Entries from an annotation dataset:
###
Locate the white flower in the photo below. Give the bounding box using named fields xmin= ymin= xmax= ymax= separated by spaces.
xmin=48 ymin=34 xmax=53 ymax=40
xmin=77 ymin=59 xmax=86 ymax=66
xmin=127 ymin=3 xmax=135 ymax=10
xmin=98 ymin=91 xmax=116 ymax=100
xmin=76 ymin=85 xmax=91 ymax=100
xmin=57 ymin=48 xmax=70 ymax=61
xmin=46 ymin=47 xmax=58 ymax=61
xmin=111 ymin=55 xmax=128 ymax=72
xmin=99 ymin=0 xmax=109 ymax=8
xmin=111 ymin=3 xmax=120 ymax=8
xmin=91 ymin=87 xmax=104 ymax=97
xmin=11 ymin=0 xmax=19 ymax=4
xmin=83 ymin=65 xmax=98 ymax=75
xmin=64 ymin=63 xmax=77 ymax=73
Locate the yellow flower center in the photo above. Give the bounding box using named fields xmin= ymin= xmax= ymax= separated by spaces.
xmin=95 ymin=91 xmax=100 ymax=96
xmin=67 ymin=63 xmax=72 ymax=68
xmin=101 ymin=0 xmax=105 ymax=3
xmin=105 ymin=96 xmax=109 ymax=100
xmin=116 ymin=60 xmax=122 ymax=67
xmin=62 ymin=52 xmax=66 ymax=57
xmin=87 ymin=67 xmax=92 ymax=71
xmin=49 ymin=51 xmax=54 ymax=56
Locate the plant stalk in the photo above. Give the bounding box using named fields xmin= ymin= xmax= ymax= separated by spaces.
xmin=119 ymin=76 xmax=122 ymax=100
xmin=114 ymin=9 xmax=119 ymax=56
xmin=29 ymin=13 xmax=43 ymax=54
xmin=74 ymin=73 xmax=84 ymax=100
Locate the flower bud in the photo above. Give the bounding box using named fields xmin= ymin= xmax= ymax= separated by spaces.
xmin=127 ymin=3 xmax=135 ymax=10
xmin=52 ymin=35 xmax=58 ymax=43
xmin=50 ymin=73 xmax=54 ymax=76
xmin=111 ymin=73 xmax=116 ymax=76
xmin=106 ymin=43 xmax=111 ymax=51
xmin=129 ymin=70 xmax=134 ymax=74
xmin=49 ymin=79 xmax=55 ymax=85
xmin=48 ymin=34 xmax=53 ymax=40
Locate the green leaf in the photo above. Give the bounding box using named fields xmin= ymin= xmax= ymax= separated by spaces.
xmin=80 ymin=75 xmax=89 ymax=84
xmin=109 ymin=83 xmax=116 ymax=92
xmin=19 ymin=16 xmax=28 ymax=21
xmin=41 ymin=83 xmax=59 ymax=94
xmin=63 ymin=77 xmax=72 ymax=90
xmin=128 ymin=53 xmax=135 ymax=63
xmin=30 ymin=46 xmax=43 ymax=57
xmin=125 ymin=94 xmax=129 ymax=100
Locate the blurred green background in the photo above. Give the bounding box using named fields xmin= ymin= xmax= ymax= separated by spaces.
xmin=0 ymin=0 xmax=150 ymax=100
###
■ EXERCISE AIM ■
Rewrite the listing from its first line through the line that contains "xmin=49 ymin=51 xmax=54 ymax=56", replacing each "Locate" with "Find" and keeping everything else unchanged.

■ RESULT OF THE EXERCISE ■
Find the white flower in the photo below. Give the bounding box using named fields xmin= ymin= xmax= ymax= separated by spaces.
xmin=48 ymin=34 xmax=53 ymax=40
xmin=77 ymin=59 xmax=86 ymax=66
xmin=127 ymin=3 xmax=135 ymax=10
xmin=98 ymin=91 xmax=116 ymax=100
xmin=76 ymin=85 xmax=91 ymax=100
xmin=57 ymin=48 xmax=70 ymax=61
xmin=46 ymin=47 xmax=58 ymax=61
xmin=111 ymin=55 xmax=128 ymax=72
xmin=99 ymin=0 xmax=109 ymax=8
xmin=111 ymin=3 xmax=120 ymax=8
xmin=91 ymin=87 xmax=104 ymax=97
xmin=11 ymin=0 xmax=19 ymax=4
xmin=83 ymin=65 xmax=98 ymax=75
xmin=64 ymin=63 xmax=77 ymax=73
Find the yellow flower center in the photo above. Give the bounding box using named fields xmin= ymin= xmax= ymax= separated by spaces.
xmin=95 ymin=91 xmax=100 ymax=96
xmin=67 ymin=63 xmax=72 ymax=68
xmin=101 ymin=0 xmax=105 ymax=3
xmin=105 ymin=96 xmax=109 ymax=100
xmin=116 ymin=60 xmax=122 ymax=67
xmin=62 ymin=52 xmax=66 ymax=57
xmin=87 ymin=67 xmax=92 ymax=71
xmin=49 ymin=51 xmax=54 ymax=56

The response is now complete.